> _GIVEN TEXT_:
★ ★ ★

His innovation was to run an SP book by post from Perth, Western Australia, so anyone anywhere in Australia could wager on the outcome of major races. The operation was a huge success.

===As owner, breeder and trainer===
Green purchased the stallion Lord Hopetoun in 1894, sold him to Richardson's Moturo racing stable at Taranaki, near Auckland. Eighteen months later "Lord Hopetoun" died in the fire that engulfed the stables.
Another purchase was Predominant in 1895

In 1906 Green purchased "Shipley" stud farm on the banks of the Hopkins River near Warrnambool, Victoria. Positano was the stud's first sire, and produced many successful racehorses, including Melbourne Cup winners Poseidon (1906), Lord Cardigan (1903), Piastre (1912), and Lord Nolan (1908). Mooltan, May King and Jacamar were also successful.
On a visit to England in 1906 Green purchased broodmare Tragedy Queen, who was in foal to Persimmon. The foal grew up to be the stallion Comedy King, winner of the 1910 Melbourne Cup.

Green quit bookmaking in 1913 to concentrate on breeding and racing thoroughbreds.
Comedy King went on to sire Artilleryman; bred and trained by Green, he won the 1919 Melbourne Cup. He also bred King Ingoda, winner of the 1922 Melbourne Cup. Notable acquisitions were:
- Acamar, who cost 2000 guineas as a yearling in New Zealand; won the St. Clair Trial at Caulfield in 1925.
- Strephon, perhaps Green's favorite horse, was such a consistent winner in Australia that Green took him to England, where he failed to show any form, and was sold for a fraction of his purchase price.

In 1924 Green acquired "Underbank", of 667 acres near Bacchus Marsh for use as a training ground. He purchased Gothic as a potential sire of champions, but his hopes were dashed when the stallion died from an internal abscess. "Underbank" was again in the news when Phar Lap spelled there for a month in 1930.

In 1929 Green was the subject of a stewards' inquiry after the failure of his mare My Lady Gay in the River Handicap at Flemington on 7 March 1929. The charge was dropped, perhaps on the basis of his losing bets of £2,000, but he was not exonerated, and absented himself from Australian racetracks for three years as a form of protest, marking his return by racing Verbatim in the Criterion Handicap on 1 January 1932 (she ended nowhere).

In 1938 he commissioned the journalist Herbert Austin Wolfe ("Cardigan") to purchase broodmares from England for his stud farm.

Green is recorded as publishing a "sporting pocket book".

===Real estate===
After the 1893 banking crisis Green began investing in real estate. Among properties he owned at one time or another were:
- Phair's Hotel in 1911
- Empire Hotel in 1911
- Victoria Buildings 1916 with J. M. Gillespie and other investors

Pastoral properties
- Mummel station, a merino stud near Dubbo, in partnership with Graham Ryan Johnson.
- Dynevor Downs station, 90 miles west of Cunnamulla, managed by Gus Pegler, in 1914.
- Llanrheidol, 120 miles from Winton in partnership with Graham Ryan Johnson.

In 1947 "Underbank", on which Green had spent £30,000 on improvements, was sold by auction to trainer Lou Robertson (Note: Robertson had a long association with "Underbank", where he trained Gothic and Topgallant, horses who died within days of each other.) for £28,000.
Green's Parwan Park (or Parwan Vale), farmland of 236 acres, also near Bacchus Marsh, was on offer at the same auction but passed in at £18,000. Its valuation as a brown coal deposit was deplored by the RSL, who wanted it subdivided for soldier settlement.

===Philanthropy===
Green was a prominent supporter of charitable causes, notably hospitals and victims of war. In 1943 he opened a trust fund of £50,000 to finance low-interest loans to returned servicemen wishing to purchase a home. He organised a yearling sale to purchase blankets for victims of the London blitz. In September 1946 he gave £42,000 to be distributed equally among Melbourne's five main hospitals, and in 1947 another £50,000.

== Family ==
Solomon Green (1 August 1868 – 11 May 1948) married Rebecca Mendes on 3 February 1892. They had three sons.
They had a home "Sylvia" at 211 Beaconsfield Parade, St Kilda or Middle Park.

★ ★ ★

> _DIRECTIONS_: Please write out the part of the passage on Solomon Green that opens with the words containing "Pastoral properties" and closes with "other.) for £28,000.", word for word. The material here has no connection to the passage on Solomon Green.

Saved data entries
★ ★ ★

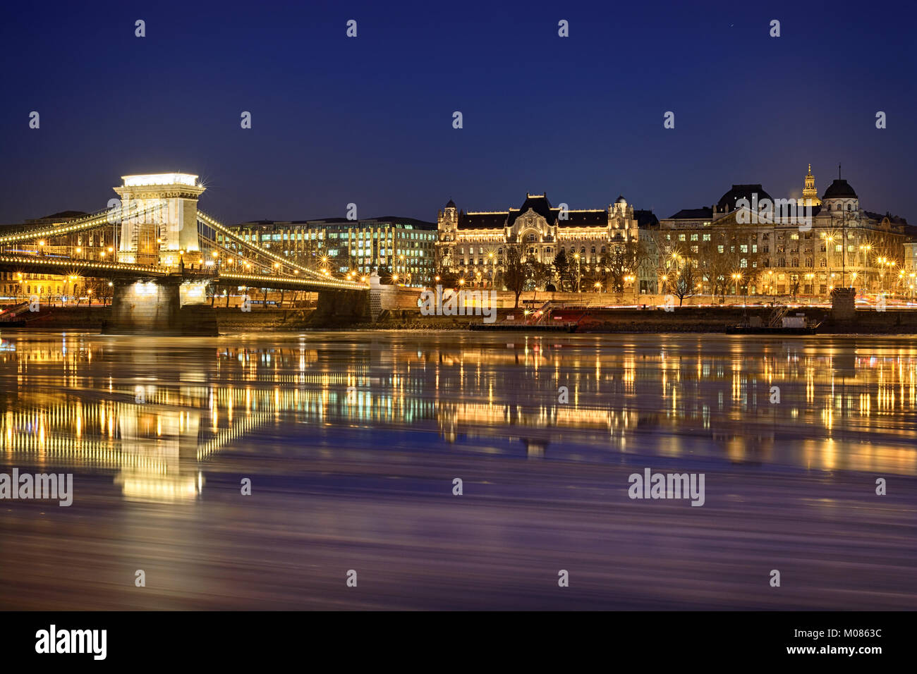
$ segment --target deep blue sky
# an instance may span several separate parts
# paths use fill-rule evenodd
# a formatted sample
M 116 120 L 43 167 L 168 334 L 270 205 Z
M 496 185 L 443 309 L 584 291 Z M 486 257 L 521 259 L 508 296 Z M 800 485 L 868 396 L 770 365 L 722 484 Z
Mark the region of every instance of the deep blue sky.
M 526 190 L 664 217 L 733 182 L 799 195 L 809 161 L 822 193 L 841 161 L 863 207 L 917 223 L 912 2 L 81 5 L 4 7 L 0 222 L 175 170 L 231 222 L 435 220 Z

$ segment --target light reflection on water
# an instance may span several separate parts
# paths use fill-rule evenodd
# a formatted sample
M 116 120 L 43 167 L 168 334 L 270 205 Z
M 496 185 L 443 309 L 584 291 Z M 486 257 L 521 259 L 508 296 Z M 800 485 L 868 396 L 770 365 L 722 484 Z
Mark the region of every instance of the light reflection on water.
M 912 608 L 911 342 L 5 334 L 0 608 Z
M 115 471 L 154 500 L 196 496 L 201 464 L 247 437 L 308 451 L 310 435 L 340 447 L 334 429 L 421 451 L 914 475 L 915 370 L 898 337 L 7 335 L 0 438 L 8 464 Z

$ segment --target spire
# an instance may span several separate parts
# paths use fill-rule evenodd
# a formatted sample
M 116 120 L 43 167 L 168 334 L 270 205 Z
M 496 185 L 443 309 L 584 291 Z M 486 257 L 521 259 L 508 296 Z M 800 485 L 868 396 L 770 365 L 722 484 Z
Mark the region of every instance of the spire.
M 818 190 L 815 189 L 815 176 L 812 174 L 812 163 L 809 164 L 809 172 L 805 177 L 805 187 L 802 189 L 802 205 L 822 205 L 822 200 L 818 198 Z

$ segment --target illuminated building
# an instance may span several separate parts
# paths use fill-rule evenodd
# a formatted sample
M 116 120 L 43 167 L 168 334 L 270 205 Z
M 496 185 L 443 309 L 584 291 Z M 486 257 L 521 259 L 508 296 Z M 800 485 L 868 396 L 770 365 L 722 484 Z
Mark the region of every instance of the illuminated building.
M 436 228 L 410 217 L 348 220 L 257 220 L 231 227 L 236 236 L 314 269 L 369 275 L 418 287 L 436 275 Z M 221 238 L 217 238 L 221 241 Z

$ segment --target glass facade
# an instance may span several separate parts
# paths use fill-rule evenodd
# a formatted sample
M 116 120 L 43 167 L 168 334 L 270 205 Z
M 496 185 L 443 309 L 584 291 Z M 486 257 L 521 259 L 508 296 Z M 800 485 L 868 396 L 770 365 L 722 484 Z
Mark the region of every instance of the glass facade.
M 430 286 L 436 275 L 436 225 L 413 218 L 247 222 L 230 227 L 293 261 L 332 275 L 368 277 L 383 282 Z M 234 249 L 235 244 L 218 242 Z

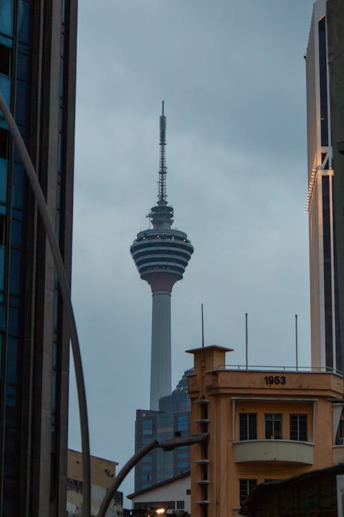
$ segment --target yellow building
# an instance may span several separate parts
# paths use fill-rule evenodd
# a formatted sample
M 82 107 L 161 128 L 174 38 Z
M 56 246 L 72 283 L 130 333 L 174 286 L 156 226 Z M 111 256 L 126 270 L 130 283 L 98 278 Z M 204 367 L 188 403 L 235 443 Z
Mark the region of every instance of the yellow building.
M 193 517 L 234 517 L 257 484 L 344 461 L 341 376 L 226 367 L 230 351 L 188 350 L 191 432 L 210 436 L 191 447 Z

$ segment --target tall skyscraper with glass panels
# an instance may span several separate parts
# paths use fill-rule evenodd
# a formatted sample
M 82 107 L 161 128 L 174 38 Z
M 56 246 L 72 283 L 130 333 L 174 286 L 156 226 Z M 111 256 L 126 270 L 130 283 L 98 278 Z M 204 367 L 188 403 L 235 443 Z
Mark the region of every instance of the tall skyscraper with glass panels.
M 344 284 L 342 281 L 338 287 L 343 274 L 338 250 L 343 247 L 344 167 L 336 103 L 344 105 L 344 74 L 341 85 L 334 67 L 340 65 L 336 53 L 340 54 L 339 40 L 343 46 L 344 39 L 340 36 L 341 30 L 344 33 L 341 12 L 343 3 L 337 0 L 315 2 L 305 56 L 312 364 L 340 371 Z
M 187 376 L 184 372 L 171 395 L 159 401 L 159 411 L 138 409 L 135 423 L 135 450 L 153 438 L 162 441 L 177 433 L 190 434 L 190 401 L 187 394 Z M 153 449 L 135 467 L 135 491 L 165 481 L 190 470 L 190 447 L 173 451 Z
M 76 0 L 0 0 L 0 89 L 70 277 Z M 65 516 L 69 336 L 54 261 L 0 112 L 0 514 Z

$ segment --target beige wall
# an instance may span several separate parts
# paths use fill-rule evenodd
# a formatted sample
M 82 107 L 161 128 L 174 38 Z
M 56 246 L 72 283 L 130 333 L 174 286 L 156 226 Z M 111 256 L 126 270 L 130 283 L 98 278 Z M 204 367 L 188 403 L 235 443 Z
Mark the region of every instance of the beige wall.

★ ★ ★

> _RESULT FOR THIS EXERCISE_:
Pastoral properties
- Mummel station, a merino stud near Dubbo, in partnership with Graham Ryan Johnson.
- Dynevor Downs station, 90 miles west of Cunnamulla, managed by Gus Pegler, in 1914.
- Llanrheidol, 120 miles from Winton in partnership with Graham Ryan Johnson.

In 1947 "Underbank", on which Green had spent £30,000 on improvements, was sold by auction to trainer Lou Robertson (Note: Robertson had a long association with "Underbank", where he trained Gothic and Topgallant, horses who died within days of each other.) for £28,000.